## Given instruction 1
From the records, output the lines from the one containing "Objective — one point per instance of the riverbank" to the one containing "Objective — one point per instance of the tiled", inclusive, as a JSON list of strings with one string per line and blank lines omitted.

## Selection
=====
In April 2022, Liang was convicted of domestic assault, after which the World Professional Billiards and Snooker Association (WPBSA) suspended him for four months. It suspended him again in October 2022 while investigating match-fixing allegations that later widened to implicate nine other Chinese players. A disciplinary tribunal found Liang guilty of multiple match-fixing offences as well as destroying evidence and not cooperating with the investigation. In June 2023, the WPBSA permanently banned Liang and compatriot Li Hang from the sport, the only two lifetime bans ever handed down in professional snooker. The Chinese Billiards and Snooker Association (CBSA) upheld the WPBSA's decision.

==Career==
===Early career===
As an amateur player, Liang reached the quarter-finals of the 2003 IBSF World Snooker Championship, and the following year, he reached the semi-finals of the under-21 division of the same event. In the fourth International Open Series event, Liang reached the final. At the 2006 Asian Games, Liang won the silver medal in the singles event, losing 2–4 in the final to Ding Junhui, and competed in the Chinese team at the event alongside Ding and Tian Pengfei and was part of the winning trio in the team event. Liang joined the Challenge Tour during the 2004–05 snooker season, which was the tier below the World Snooker Association Main Tour. He finished 104th out of 168 competitors, accumulating 2150 points.

Liang won the 2005 IBSF World Under-21 Championship, for which he received a wildcard nomination to the Main World Snooker Tour despite not qualifying directly, because not all of the players that were eligible took their places. In his first ranking tournament, the Grand Prix, he lost in the first qualifying round to Rory McLeod 2–5. At the next ranking event, the 2005 UK Championship, he defeated Alfred Burden in the first qualifying round 9–1, but subsequently lost in the second qualifying round to Marcus Campbell 8–9. At the 2006 Welsh Open, he defeated Sean Storey, Jamie Burnett, and Rory McLeod to reach the main draw of a ranking event for the first time. He completed a of Nigel Bond in the first round 5–0, but lost to Graeme Dott 3–5.

At the 2006 Malta Cup, he lost in the first qualifying round to Paul Davies 3–5. At the 2006 China Open, he beat David McDonnell and Matthew Couch before losing against Adrian Gunnell 3–5 in the third qualifying round. In qualifying for the 2005 World Snooker Championship, he lost to Joe Delaney 5–10 in the first qualifying round. Liang ended his debut season on the professional tour ranked 78th, a position that did not guarantee a place in the following season's tour; however, he had finished inside the top 8 of the one-year ranking list of those who had not qualified, which gave him a place on the main tour for the next season.
=====
## Records shown
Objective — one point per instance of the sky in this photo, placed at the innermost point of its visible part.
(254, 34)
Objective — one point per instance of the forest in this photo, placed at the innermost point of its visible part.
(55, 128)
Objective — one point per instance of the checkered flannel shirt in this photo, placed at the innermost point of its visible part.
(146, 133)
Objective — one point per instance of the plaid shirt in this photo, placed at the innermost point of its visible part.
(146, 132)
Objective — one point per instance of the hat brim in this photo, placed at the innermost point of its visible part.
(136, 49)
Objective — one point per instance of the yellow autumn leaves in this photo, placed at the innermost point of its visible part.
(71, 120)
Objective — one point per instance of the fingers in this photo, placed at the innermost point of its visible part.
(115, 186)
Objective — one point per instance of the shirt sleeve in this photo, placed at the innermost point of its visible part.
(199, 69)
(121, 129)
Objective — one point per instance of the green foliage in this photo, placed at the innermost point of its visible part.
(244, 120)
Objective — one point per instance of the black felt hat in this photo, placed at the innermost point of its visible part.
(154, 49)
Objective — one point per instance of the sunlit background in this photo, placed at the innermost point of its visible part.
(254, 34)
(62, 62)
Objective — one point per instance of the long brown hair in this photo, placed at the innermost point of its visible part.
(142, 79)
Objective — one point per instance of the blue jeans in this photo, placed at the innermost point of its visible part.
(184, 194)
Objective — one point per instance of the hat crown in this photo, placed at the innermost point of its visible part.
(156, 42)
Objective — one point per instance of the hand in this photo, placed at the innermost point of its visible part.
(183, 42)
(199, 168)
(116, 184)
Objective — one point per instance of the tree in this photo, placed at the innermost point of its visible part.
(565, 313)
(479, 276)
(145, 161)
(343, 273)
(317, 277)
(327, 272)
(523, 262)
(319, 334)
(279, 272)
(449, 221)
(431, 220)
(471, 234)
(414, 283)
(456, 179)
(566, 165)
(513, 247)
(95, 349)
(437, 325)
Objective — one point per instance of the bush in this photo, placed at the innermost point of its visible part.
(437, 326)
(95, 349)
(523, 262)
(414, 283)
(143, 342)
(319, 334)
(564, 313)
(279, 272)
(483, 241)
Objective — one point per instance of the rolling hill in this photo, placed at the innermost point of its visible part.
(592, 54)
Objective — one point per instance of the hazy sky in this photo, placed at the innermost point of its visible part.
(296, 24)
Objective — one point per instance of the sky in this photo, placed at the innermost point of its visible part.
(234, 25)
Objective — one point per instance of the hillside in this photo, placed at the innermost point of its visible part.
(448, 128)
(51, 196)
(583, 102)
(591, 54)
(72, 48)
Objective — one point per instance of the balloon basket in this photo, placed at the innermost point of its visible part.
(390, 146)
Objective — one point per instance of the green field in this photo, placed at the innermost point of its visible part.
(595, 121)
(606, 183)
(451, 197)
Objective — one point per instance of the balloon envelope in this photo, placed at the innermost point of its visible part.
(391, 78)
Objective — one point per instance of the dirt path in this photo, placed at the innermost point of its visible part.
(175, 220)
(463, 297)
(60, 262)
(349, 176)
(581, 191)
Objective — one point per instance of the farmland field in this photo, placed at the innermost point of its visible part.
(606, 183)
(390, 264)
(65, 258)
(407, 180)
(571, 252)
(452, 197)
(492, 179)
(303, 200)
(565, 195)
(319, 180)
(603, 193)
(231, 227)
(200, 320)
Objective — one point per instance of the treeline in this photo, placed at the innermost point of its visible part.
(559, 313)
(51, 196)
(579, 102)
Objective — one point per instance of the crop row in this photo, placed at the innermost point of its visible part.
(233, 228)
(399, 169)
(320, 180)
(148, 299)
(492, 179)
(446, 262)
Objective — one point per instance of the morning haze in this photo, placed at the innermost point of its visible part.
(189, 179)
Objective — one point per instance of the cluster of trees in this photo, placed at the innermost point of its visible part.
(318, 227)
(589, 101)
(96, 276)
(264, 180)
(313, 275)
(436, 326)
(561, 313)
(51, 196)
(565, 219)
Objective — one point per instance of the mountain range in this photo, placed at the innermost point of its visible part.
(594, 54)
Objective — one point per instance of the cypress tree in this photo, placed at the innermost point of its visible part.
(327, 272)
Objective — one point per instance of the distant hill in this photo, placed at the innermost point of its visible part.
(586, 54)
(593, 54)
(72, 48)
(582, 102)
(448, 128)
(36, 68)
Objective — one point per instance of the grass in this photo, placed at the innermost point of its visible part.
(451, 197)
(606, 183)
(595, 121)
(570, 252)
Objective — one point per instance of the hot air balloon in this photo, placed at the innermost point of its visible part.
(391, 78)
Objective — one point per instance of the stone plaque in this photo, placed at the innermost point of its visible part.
=====
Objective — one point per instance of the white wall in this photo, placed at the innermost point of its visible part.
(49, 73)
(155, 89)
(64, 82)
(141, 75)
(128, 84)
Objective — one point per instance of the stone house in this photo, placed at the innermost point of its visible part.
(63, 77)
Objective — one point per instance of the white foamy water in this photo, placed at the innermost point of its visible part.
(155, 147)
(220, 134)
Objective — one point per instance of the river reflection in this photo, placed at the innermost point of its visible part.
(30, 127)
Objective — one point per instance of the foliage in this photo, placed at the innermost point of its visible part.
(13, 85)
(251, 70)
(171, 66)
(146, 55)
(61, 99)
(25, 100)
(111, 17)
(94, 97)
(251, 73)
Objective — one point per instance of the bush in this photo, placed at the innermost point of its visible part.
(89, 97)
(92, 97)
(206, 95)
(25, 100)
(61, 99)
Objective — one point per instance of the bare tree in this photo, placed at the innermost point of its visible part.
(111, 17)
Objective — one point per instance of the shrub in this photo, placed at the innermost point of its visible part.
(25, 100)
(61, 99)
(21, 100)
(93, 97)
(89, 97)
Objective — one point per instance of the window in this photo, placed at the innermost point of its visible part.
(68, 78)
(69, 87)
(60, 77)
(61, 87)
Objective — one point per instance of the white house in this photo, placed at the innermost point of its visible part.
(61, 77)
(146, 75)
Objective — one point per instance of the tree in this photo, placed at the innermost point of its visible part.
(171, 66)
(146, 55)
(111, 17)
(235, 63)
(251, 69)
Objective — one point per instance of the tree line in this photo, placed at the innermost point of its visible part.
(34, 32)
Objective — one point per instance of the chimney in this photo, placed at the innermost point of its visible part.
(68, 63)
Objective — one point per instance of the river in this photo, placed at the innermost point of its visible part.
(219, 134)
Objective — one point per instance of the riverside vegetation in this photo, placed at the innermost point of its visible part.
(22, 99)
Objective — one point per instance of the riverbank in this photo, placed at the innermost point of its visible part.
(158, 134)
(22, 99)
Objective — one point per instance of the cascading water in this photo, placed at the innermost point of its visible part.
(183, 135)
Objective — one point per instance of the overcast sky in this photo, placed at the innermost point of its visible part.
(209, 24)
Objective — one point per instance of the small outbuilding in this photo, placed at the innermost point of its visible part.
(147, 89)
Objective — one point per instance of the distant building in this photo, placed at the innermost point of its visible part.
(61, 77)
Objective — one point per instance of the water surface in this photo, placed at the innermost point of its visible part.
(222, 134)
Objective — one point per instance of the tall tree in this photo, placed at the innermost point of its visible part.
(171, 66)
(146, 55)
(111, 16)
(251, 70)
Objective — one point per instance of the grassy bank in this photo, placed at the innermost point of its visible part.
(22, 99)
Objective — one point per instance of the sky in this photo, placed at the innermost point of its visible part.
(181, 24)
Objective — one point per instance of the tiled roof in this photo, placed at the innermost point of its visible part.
=====
## Given instruction 2
Reproduce the passage on Liang's snooker career word for word from "At the 2006 Malta" through "the next season.", inclusive.

## Full solution 1
[
  "Objective — one point per instance of the riverbank in this photo, placed at the innermost point of its visible part.",
  "(158, 134)",
  "(22, 99)",
  "Objective — one point per instance of the cascading water in this photo, placed at the innermost point of its visible part.",
  "(183, 135)",
  "Objective — one point per instance of the overcast sky in this photo, placed at the innermost point of its visible part.",
  "(209, 24)",
  "Objective — one point per instance of the small outbuilding in this photo, placed at the innermost point of its visible part.",
  "(147, 89)",
  "Objective — one point per instance of the distant building in this photo, placed at the innermost point of its visible part.",
  "(61, 77)",
  "Objective — one point per instance of the water surface in this photo, placed at the innermost point of its visible part.",
  "(222, 134)",
  "Objective — one point per instance of the tall tree in this photo, placed at the innermost point of its visible part.",
  "(171, 66)",
  "(146, 55)",
  "(111, 16)",
  "(251, 70)",
  "Objective — one point per instance of the grassy bank in this photo, placed at the innermost point of its visible part.",
  "(22, 99)",
  "Objective — one point per instance of the sky in this photo, placed at the innermost point of its visible part.",
  "(181, 24)",
  "Objective — one point per instance of the tiled roof in this photo, placed at the innermost point of its visible part."
]

## Full solution 2
At the 2006 Malta Cup, he lost in the first qualifying round to Paul Davies 3–5. At the 2006 China Open, he beat David McDonnell and Matthew Couch before losing against Adrian Gunnell 3–5 in the third qualifying round. In qualifying for the 2005 World Snooker Championship, he lost to Joe Delaney 5–10 in the first qualifying round. Liang ended his debut season on the professional tour ranked 78th, a position that did not guarantee a place in the following season's tour; however, he had finished inside the top 8 of the one-year ranking list of those who had not qualified, which gave him a place on the main tour for the next season.